Your reply should reproduce each entry exactly and contain no pictures.
*** Opening Available data ***
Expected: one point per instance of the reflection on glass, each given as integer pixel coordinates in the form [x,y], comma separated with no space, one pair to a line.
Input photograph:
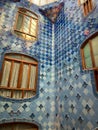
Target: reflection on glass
[6,72]
[95,50]
[25,76]
[15,73]
[87,56]
[19,22]
[32,77]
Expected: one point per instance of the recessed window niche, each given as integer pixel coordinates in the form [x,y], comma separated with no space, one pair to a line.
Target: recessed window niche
[18,77]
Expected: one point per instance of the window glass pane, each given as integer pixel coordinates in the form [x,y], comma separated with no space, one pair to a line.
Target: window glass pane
[19,22]
[28,94]
[87,56]
[32,77]
[33,28]
[95,50]
[6,73]
[26,25]
[29,37]
[14,79]
[25,76]
[17,94]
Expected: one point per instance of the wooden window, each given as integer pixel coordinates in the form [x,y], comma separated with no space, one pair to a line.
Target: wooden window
[89,53]
[42,2]
[26,25]
[18,126]
[19,76]
[87,6]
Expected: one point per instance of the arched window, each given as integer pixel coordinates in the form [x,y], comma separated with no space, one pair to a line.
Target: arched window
[89,53]
[87,6]
[19,76]
[41,2]
[18,126]
[26,24]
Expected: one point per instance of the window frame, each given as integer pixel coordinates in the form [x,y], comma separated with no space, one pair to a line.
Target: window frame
[35,17]
[40,3]
[95,69]
[88,41]
[87,6]
[20,73]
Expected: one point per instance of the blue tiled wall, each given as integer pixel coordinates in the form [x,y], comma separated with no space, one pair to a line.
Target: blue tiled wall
[77,101]
[65,99]
[41,108]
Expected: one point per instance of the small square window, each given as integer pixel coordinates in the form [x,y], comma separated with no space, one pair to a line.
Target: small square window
[87,6]
[26,24]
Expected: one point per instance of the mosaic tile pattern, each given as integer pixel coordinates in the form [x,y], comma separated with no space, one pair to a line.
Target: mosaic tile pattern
[65,99]
[75,97]
[52,12]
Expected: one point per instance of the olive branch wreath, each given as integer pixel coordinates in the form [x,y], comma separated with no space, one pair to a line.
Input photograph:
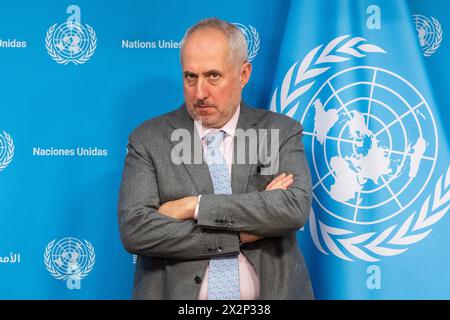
*** Closing Available data ***
◆ **Task output**:
Expected: one point per instance of the reflection on glass, each given as integer pixel coordinates in the form [x,y], comma separated with no space, one pair to a line.
Input photograph:
Target: reflection on glass
[6,72]
[95,50]
[25,76]
[15,73]
[87,56]
[19,22]
[32,77]
Expected: one point per instance of the recessed window niche, each given as integer pixel coordinates in the form [x,y], comma separated with no space, one pair to a line.
Target: recessed window niche
[18,77]
Expected: one point per instance of the window glass pane, each given as integer pixel coordinates in the form [x,y], comma separated with no space, one pair to a line.
Target: window glass pane
[19,22]
[28,94]
[87,56]
[32,77]
[33,28]
[95,50]
[6,73]
[26,25]
[29,37]
[14,79]
[25,76]
[17,94]
Expected: one point per instance of the wooden window, each given as integer pixel coordinates in the form [x,y], comma separated with no space, one pair to a line.
Target: wooden window
[89,53]
[42,2]
[26,25]
[18,126]
[19,76]
[87,6]
Expected: one point per instance of the arched window, each given as integer pixel coordinates in the form [x,y], comma separated with no space, one pair to a line.
Target: arched window
[89,53]
[87,6]
[19,76]
[41,2]
[18,126]
[26,24]
Expected: one point per instance of the window frame, each given as integer pixel coordinates in the form [x,y], comma separated with no space, one pair to a line.
Target: window frame
[35,17]
[40,3]
[95,69]
[88,41]
[87,6]
[20,73]
Expected: one point per instance of the blue tiled wall, each given as integer pixel coordinates in the form [x,y], comma separated with no space, one pair to a line.
Target: blue tiled wall
[77,101]
[65,99]
[41,108]
Expected: one point per instance of the small square window, each given as integer pixel coordinates in the form [x,y], comma separated with no space, one pair to a line.
Target: small square window
[87,6]
[26,24]
Expected: one point per instance of the mosaic tile pattern, each given as integer pixel coordinates in the form [x,y], comma separated with no space, one pair to a line.
Target: mosaic tile pattern
[65,99]
[75,97]
[52,12]
Expected: one point per instance of the olive branch wreath, each given as integer pixel coordinates in the form [x,y], comma separated with no space, one pair to a line.
Input photograph:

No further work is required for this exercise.